- [THE EXERCISE] Print the listing below in its entirety, character for character.

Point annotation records

********************

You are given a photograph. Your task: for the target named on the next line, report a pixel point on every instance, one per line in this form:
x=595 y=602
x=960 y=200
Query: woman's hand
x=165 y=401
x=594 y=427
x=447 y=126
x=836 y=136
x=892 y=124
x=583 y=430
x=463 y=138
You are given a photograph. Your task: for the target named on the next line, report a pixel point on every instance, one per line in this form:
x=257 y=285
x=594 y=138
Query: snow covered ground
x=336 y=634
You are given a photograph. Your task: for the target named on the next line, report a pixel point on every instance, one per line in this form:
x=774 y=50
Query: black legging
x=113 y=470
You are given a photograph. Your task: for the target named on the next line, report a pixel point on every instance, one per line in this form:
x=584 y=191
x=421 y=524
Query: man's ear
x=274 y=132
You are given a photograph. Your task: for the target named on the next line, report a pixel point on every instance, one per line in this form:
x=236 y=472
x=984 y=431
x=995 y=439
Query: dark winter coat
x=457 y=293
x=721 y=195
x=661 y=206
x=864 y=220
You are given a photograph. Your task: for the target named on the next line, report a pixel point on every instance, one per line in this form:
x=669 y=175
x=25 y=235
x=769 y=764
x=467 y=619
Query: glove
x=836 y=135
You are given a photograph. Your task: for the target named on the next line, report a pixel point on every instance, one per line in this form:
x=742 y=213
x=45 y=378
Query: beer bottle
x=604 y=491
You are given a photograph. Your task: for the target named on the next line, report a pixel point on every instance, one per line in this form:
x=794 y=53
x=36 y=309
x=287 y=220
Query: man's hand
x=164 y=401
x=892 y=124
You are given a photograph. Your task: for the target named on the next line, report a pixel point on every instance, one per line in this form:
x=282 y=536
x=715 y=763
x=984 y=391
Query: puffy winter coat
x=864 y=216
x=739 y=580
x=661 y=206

********************

- [CORRECT RESPONSE]
You are given a photograph. Your task: for the target named on the next line, report a pixel point on every instance, one per line in this form:
x=595 y=602
x=960 y=200
Query: woman's hand
x=165 y=401
x=594 y=427
x=447 y=126
x=836 y=136
x=892 y=124
x=583 y=430
x=463 y=138
You are given a photograph. Your task: for the target named on the next line, report a pixel point on every instance, one per line in this form:
x=257 y=285
x=594 y=138
Query: snow covered ground
x=336 y=634
You are given a photograph. Your task: for the target named on the next line, report a pixel point on every instance, one per line in this form:
x=774 y=50
Query: black legging
x=113 y=470
You are given a photograph. Your task: for the target named on the next line, report a pixel point on every instance, one per line in this form:
x=584 y=191
x=421 y=524
Query: man's ear
x=274 y=132
You are given a photograph. Your task: for the target named on the next line, report a pixel point on every instance, one per line in this form:
x=236 y=472
x=984 y=431
x=995 y=439
Query: dark winter coat
x=457 y=293
x=721 y=195
x=661 y=206
x=864 y=220
You are given a photograph. Your task: for the target named on the next line, report a pixel point on every instance, one per line in this form:
x=669 y=175
x=25 y=235
x=769 y=764
x=467 y=619
Query: glove
x=836 y=135
You are given a photograph. Your task: for the target named on the next line, report a pixel point on every instance, one per line in this form:
x=742 y=213
x=45 y=378
Query: beer bottle
x=604 y=491
You are given a photograph. Your task: for the target named on the next line, report a pixel point on every instance, one per line in this form:
x=794 y=53
x=36 y=309
x=287 y=220
Query: man's hand
x=164 y=401
x=892 y=124
You are given a photograph. Your task: for the target named on the next line, report a pixel point on every instance, one per line in this form:
x=282 y=536
x=715 y=763
x=984 y=391
Query: puffy winter coat
x=864 y=216
x=739 y=580
x=661 y=206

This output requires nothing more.